• **Available data**:
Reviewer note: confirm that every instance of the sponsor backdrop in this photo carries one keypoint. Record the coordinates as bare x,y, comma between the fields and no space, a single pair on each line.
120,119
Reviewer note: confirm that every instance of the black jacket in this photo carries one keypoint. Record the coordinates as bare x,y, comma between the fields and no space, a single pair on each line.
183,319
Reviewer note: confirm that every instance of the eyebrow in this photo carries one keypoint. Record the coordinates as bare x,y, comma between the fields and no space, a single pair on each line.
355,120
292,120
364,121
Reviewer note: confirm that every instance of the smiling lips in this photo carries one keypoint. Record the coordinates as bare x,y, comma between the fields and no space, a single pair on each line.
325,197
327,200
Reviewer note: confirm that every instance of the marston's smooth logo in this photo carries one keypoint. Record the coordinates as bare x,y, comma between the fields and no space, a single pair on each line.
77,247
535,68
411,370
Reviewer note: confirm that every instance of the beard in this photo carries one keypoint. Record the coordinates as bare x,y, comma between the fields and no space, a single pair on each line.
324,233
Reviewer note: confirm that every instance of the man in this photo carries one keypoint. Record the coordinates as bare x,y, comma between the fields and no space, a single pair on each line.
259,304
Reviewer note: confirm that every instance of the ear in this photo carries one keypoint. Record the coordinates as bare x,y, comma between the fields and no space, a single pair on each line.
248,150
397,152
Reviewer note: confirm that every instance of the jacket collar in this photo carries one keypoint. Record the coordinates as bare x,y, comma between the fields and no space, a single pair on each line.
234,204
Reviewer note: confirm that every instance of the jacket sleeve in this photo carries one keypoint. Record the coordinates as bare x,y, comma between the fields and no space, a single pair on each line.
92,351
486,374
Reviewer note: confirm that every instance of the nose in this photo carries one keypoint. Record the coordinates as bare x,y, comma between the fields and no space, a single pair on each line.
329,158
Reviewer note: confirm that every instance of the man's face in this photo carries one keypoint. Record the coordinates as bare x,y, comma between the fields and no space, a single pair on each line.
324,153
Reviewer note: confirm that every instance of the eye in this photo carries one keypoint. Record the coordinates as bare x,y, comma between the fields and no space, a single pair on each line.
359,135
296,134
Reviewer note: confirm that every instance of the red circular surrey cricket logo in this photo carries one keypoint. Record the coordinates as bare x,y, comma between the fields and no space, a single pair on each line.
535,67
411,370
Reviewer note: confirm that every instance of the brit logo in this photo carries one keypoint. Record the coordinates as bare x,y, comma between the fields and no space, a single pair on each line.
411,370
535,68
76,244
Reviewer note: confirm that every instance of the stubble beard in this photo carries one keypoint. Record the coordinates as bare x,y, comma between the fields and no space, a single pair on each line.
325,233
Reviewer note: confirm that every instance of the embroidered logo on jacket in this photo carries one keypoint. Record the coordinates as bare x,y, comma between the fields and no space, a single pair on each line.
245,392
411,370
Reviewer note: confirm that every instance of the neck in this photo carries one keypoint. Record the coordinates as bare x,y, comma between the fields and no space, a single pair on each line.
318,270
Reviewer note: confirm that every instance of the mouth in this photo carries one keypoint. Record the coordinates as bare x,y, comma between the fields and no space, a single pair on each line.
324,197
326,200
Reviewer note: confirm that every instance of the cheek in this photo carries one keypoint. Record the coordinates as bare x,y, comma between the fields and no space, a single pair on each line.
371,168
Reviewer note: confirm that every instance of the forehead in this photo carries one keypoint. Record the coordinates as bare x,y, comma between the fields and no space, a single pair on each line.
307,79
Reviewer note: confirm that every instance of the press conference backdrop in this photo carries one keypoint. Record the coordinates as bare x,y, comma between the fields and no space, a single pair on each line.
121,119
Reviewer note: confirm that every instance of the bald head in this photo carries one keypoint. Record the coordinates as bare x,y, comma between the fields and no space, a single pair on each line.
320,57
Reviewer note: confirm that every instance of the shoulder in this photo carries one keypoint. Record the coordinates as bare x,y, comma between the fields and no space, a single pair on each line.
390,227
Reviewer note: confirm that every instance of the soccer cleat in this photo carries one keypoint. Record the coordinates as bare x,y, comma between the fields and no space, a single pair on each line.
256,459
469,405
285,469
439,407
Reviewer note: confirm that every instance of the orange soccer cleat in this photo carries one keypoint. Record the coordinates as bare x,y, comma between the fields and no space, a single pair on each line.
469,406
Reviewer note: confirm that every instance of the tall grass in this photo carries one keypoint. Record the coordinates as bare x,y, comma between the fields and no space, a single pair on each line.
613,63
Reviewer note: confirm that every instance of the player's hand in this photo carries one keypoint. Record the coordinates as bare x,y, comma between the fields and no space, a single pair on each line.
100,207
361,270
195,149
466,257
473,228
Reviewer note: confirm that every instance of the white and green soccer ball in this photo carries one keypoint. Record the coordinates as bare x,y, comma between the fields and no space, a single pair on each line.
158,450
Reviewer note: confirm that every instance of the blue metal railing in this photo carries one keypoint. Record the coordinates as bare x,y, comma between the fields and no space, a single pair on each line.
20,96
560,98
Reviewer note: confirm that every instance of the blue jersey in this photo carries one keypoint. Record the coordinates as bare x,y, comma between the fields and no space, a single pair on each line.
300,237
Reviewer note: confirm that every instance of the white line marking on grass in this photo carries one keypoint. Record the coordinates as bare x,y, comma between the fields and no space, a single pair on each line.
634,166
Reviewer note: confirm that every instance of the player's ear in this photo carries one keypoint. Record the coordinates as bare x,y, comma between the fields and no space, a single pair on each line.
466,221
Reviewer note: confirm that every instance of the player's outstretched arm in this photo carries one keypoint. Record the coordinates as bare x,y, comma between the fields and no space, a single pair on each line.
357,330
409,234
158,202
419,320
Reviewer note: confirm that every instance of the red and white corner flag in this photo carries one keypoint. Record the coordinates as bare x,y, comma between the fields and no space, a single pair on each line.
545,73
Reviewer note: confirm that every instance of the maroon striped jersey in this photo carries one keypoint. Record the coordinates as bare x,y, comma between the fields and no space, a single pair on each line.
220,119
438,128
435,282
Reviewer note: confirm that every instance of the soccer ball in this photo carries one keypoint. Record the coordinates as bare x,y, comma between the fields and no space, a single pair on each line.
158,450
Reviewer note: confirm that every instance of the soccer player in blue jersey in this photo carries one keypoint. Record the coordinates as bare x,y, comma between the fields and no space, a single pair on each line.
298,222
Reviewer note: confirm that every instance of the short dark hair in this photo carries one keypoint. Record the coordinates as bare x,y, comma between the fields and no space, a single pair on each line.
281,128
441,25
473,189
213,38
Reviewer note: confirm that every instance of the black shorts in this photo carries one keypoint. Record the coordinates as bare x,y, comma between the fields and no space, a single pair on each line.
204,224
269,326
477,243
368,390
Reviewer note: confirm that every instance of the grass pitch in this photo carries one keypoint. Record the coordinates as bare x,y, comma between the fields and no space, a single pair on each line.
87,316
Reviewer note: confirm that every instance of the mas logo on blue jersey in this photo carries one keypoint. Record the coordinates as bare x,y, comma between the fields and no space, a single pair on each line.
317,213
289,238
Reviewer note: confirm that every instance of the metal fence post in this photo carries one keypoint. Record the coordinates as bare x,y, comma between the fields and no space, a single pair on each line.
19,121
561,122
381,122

• **Work request**: The listing above is to be written out again word for word.

• **Problem solution**:
Reviewer note: confirm that every instance of the sponsor backdrop in this photo carries one keypoint. Record the coordinates as bare x,y, comma between the fields and no space, a single pair on each line.
120,119
Reviewer note: confirm that every instance of the black jacket in this photo carries one keypoint. Record the coordinates as bare x,y, comma between the fields and no space, a single pair on each line.
183,319
Reviewer note: confirm that every instance of the eyebrow in this photo carries one keypoint. Record the coordinates as bare x,y, comma between the fields and no space, a single pair on each line.
355,120
292,120
364,121
Reviewer note: confirm that every instance of the smiling lips in this photo carries one keypoint. Record the coordinates as bare x,y, comma between the fields and no space, a single pair on each line.
325,197
327,200
Reviewer note: confirm that every instance of the marston's smooth logo in this photo carries one keypoint. Record the coordinates as bare x,y, comma between the fields and no space, a single pair on each line.
77,247
535,68
411,370
Reviewer note: confirm that every instance of the beard in this photo carries one keypoint. Record the coordinates as bare x,y, comma between the fields and no space, a single pair on each line.
324,233
Reviewer note: confirm that every instance of the man in this photo carries one keypoint. Record the coordinates as bare x,y, comma between the fields and no space, a single pair on each line.
259,304
Reviewer note: confirm that every instance of the ear in this photo carries one keypoint. Record the coordinates as bare x,y, comma between the fields and no space, a single pair on each line.
248,150
397,152
Reviewer note: confirm that every instance of the jacket collar in this photo carries one keypoint. Record the coordinates as bare x,y, comma between the fields and no space, a single pair on each line.
234,204
Reviewer note: confirm that every instance of the jacket sleeve in this photo carries one keypoint. Record the coordinates as bare x,y, comma between the fields and no space, a single pair on each line.
92,351
486,374
Reviewer note: confirm that every instance of the nose in this photo carries one keypoint. Record the coordinates as bare x,y, comma between the fields and no space, a single pair on each line.
329,158
Reviewer note: confirm that every instance of the man's face in this photo carries one keypoint. Record the coordinates as bare x,y, comma between the fields and no space, a single pair on each line.
324,153
Reviewer note: confirm that every instance of the eye in this photo carries one keypoint. Record the coordinates as bare x,y, comma between the fields and no space, a single pair on each line.
359,135
296,134
Reviewer note: confirm that every instance of the red circular surrey cricket logo in this photo carries one keypoint. Record the coordinates as bare x,y, comma between the fields and no space, a single pair on each line.
535,67
411,370
Reviewer note: confirm that every instance of the brit logo in this photo carries one keypoint. Record the coordinates as bare x,y, comma between the fields and no space, a single pair on each line.
411,370
535,68
76,244
Reviewer note: confirm that every instance of the stubble beard in this photo carries one keypoint. Record the coordinates as bare x,y, comma between the fields and no space, a single pair on each line.
325,233
Reviewer note: confirm that every instance of the embroidered logo on jacket in this photo carries one keypoint. Record the coordinates as bare x,y, comma between the fields and no space, a single pair on each line.
245,392
411,370
Reviewer note: confirm that every instance of the neck in this photo carries one keypoint. Record the coordinates as bare x,y, comma between the fields and no space, a single pair on each line.
318,270
Reviewer note: confirm that every instance of the mouth in this photo carries one keypoint. Record the coordinates as bare x,y, comma between the fields and no space, a single pair on each line.
324,197
326,200
Reviewer note: confirm that every instance of the cheek in this photo carries one keypoint. Record the coordinates as bare x,y, comma between the fields and no space, a single pair on each line.
371,168
Reviewer note: confirm that every instance of the forehead in this photo carries one keypoint. Record the coordinates as bare x,y, comma between the fields and no space, a single pair on each line.
307,79
Reviewer note: confirm that every instance of the press conference backdrop in this photo carries one keypoint. Record the coordinates as bare x,y, comma between the fields and no space, a single pair on each line.
121,119
Reviewer note: confirm that every instance of the bald head in this photo carries one keypoint. Record the coordinates as bare x,y, comma between the fields and no space, a single pair on each line.
320,57
Reviewer note: confirm that every instance of the shoulder in this photo carries one keypoint. Record the coordinates as bare x,y, comma between the fields and no space, a single pair on each line.
390,227
Reviewer note: confirm that every instance of the soccer cleat in this photo carries one keypoint. Record the coordinates as bare x,y, comma between the fields and no space, a single pair on each line.
256,459
469,405
285,469
439,407
Reviewer note: confirm that every instance of the orange soccer cleat in this photo carries one keypoint. Record the coordinates as bare x,y, comma between the fields and no space, a single pair on each line.
469,406
Reviewer note: confirm that every instance of the tall grass in this photo carries one keypoint. Record the coordinates as bare x,y, comma between the fields and no space, a single pair on each line.
613,63
Reviewer note: confirm that every instance of the player's hand in this photo carries one keypoint. Record the coordinates as bare x,y, comma between the fields and no space, a single pair on each line.
100,207
361,270
195,149
466,257
473,228
Reviewer note: confirm that every instance of the white and green soccer ball in this photo carries one keypoint. Record the coordinates as bare x,y, comma between the fields and no space, a single pair on each line.
158,450
Reviewer note: confirm that every instance of the blue metal railing in this photo carries one keypoint. Record the coordinates as bare x,y, comma between the fields and no space, a single pair on each line.
20,96
560,98
Reviewer note: confirm that every instance of the blue jersey in this photo carries one keypoint. Record the coordinates as bare x,y, comma between the fields and no space, a single pair on each line.
300,237
Reviewer note: confirm that every instance of the white line marking on grass in this photo carries one keypoint. Record the coordinates as bare x,y, comma between the fields and no space, a single pair on each line.
634,166
Reviewer note: confirm that every instance of the player's ear in this photo carries one keypoint. Record the coordinates as bare x,y, comma between the fields and no space, a single pair on each line.
466,221
Reviewer note: confirm that every instance of the player's outstretched arm in this photo carries one keypoint. Record the coordinates as bare x,y, comma between the fields and no space, a single pair on each line.
357,330
409,234
158,202
419,320
Reviewer note: confirm that every instance of the red and white corner flag in this photo carries one keypoint. Record the coordinates as bare x,y, comma between the fields and no space, a single pair on each line.
545,73
Reviewer note: confirm that every instance of the maroon striped jersey in this photo carries one keypoint. Record the coordinates as bare x,y, comma between the fields and no space, a single pair on each line.
220,119
438,128
435,282
Reviewer note: confirm that every instance of the soccer ball in this photo carries one keypoint. Record the coordinates as bare x,y, comma between the fields and no space, a single pair on each line.
158,450
Reviewer note: confirm that every instance of the soccer player in blue jersey in this photo carries one keypoint. Record the coordinates as bare x,y, comma between the fields and no space, a single pair on each line.
298,222
Reviewer note: confirm that every instance of the short dark hair in this photo carries one keypoint. Record the coordinates as bare x,y, comma between the fields and no space, a single pair on each line.
281,128
441,25
473,189
213,38
Reviewer note: confirm that every instance of the black shorts in this photo carries one keypoint. Record the coordinates as bare x,y, comma between the fields and no space, a single pair on each line.
204,224
269,326
477,243
368,390
Reviewer note: confirm that every instance of the grass pitch in this photo carries one keypoint. Record the coordinates as bare x,y, comma between the fields and no space, a single pair on each line.
87,316
Reviewer note: confirm that every instance of the mas logo on blue jersey in this photo carries one keypoint. Record the coordinates as bare x,y, comma between the fields and no space, a single pair on each line.
317,213
289,238
Reviewer note: confirm that every instance of the metal fence post in this photo carries one keypoint. Record the coordinates as bare x,y, comma between the fields and no space, a single pair on each line.
19,121
561,122
381,122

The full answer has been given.